TASK DIRECTIONS: In the entries that follow, the first line to write out is the one containing "Target = cream ribbed sweater", and the last is the one containing "Target = man's face". Reproduce that stretch exactly, with nothing before or after it.

Records excerpted from a collection:
--- START ---
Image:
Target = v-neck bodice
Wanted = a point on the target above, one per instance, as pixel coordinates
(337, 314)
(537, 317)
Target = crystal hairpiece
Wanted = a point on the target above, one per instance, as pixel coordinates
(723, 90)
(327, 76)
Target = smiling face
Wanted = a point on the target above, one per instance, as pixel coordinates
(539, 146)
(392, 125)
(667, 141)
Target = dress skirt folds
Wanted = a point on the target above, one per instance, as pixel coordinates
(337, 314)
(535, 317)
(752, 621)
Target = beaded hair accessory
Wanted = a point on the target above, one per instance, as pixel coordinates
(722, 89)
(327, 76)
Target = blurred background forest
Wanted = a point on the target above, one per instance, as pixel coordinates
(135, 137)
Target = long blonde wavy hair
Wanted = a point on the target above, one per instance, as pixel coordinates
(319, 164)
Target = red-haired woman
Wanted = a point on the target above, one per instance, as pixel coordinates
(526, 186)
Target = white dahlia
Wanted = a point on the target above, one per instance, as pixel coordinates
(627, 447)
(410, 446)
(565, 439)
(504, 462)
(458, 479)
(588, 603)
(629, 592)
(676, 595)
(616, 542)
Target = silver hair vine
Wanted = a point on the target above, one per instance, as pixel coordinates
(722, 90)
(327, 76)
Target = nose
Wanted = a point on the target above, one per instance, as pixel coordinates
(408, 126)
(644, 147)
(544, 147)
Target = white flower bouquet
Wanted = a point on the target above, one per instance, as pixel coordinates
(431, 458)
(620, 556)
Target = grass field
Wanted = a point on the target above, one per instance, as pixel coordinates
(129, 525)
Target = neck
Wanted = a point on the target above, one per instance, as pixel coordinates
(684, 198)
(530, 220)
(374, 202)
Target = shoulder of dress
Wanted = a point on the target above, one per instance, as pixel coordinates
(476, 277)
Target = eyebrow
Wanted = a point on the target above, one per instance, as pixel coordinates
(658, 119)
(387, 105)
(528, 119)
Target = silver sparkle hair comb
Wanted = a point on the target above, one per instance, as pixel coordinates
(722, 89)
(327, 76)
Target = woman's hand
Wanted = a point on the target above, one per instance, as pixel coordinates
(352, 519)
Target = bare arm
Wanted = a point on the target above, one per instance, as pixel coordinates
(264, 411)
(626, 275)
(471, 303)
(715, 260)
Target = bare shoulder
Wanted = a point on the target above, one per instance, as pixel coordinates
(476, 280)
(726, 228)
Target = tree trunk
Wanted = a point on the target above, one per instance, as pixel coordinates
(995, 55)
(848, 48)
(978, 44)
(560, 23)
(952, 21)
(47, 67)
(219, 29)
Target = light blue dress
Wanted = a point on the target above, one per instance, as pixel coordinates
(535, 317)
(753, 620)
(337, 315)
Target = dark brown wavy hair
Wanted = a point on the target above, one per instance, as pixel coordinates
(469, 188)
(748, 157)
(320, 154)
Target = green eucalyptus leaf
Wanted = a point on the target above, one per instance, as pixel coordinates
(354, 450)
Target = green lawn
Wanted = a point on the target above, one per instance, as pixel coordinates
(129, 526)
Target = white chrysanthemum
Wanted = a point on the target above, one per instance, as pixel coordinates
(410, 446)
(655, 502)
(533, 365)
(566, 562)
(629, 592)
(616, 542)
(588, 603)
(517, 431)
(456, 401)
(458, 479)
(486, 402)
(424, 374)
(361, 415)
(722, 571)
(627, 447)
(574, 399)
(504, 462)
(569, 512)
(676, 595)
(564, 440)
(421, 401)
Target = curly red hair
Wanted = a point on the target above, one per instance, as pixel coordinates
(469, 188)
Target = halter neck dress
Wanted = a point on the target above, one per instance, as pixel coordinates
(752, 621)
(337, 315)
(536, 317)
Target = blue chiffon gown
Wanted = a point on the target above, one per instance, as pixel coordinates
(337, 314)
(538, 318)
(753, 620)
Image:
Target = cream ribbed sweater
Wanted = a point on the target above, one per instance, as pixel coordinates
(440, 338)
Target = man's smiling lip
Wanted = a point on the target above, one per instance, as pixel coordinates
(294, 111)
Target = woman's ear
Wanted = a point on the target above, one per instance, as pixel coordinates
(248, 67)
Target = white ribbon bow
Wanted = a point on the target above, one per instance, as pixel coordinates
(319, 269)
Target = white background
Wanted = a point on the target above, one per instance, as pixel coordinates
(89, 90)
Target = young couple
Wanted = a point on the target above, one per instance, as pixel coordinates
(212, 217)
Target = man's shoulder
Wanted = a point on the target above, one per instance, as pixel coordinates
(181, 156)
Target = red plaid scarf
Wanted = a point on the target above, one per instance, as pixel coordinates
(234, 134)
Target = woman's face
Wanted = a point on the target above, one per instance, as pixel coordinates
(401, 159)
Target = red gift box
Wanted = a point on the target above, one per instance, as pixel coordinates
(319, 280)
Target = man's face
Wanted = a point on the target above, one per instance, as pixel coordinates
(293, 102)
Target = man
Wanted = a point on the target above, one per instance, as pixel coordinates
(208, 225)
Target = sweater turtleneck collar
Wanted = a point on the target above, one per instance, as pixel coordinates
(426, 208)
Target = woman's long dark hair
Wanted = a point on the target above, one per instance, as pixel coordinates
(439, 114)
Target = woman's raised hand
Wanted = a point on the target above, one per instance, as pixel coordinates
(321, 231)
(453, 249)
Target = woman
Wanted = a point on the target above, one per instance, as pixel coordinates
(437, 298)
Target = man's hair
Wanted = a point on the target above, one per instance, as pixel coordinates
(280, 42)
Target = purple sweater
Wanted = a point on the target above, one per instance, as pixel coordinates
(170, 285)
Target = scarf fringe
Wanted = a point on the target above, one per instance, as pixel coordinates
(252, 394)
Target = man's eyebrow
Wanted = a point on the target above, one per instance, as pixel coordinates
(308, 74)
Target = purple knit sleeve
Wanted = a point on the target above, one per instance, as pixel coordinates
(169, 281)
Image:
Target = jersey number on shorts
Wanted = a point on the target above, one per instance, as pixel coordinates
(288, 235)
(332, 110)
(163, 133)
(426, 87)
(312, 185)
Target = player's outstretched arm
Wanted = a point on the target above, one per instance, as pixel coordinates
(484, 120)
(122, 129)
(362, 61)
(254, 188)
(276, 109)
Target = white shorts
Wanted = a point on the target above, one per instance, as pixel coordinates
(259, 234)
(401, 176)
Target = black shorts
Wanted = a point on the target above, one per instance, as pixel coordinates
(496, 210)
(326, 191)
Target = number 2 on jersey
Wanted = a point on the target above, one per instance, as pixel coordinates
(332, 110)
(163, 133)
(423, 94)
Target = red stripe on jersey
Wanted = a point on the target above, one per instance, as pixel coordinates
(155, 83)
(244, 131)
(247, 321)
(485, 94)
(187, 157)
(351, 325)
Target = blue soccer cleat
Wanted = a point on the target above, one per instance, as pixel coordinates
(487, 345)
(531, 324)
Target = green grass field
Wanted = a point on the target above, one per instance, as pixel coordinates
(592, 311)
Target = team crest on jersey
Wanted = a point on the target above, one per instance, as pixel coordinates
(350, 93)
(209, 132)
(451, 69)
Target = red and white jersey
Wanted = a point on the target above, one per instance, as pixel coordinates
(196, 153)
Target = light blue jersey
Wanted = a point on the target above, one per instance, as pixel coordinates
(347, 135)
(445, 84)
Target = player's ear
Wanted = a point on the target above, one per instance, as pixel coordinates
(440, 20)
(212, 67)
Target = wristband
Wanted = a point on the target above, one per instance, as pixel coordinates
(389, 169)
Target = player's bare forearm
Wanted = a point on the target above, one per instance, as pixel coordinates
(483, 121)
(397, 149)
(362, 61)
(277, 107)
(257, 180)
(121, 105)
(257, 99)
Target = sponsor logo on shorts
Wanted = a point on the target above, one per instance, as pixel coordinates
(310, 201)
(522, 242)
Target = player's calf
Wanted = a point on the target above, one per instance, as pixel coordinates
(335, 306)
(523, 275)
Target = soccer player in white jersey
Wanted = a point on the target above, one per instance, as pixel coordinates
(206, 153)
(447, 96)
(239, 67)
--- END ---
ANSWER TO THE PROBLEM:
Target = cream ribbed sweater
Wanted = a point on the target above, one per instance, as pixel coordinates
(440, 338)
Target = man's smiling lip
Wanted = a point on the target above, one per instance, as pixel coordinates
(294, 111)
Target = woman's ear
Wanted = a point on the target above, one per instance, as pixel coordinates
(248, 67)
Target = white ribbon bow
Wanted = a point on the target above, one per instance, as pixel coordinates
(319, 269)
Target = white background
Wanted = a point on the target above, one per instance, as pixel coordinates
(89, 90)
Target = young couple
Wanted = a point on the target above, one per instance, as pixel coordinates
(212, 217)
Target = man's shoulder
Wanted = a point on the target above, one per instance, as pixel coordinates
(181, 156)
Target = red plaid scarf
Wanted = a point on the target above, one per instance, as pixel coordinates
(234, 134)
Target = woman's face
Wanted = a point on the target above, one per instance, as pixel coordinates
(401, 159)
Target = red gift box
Wanted = a point on the target above, one per instance, as pixel coordinates
(319, 280)
Target = man's face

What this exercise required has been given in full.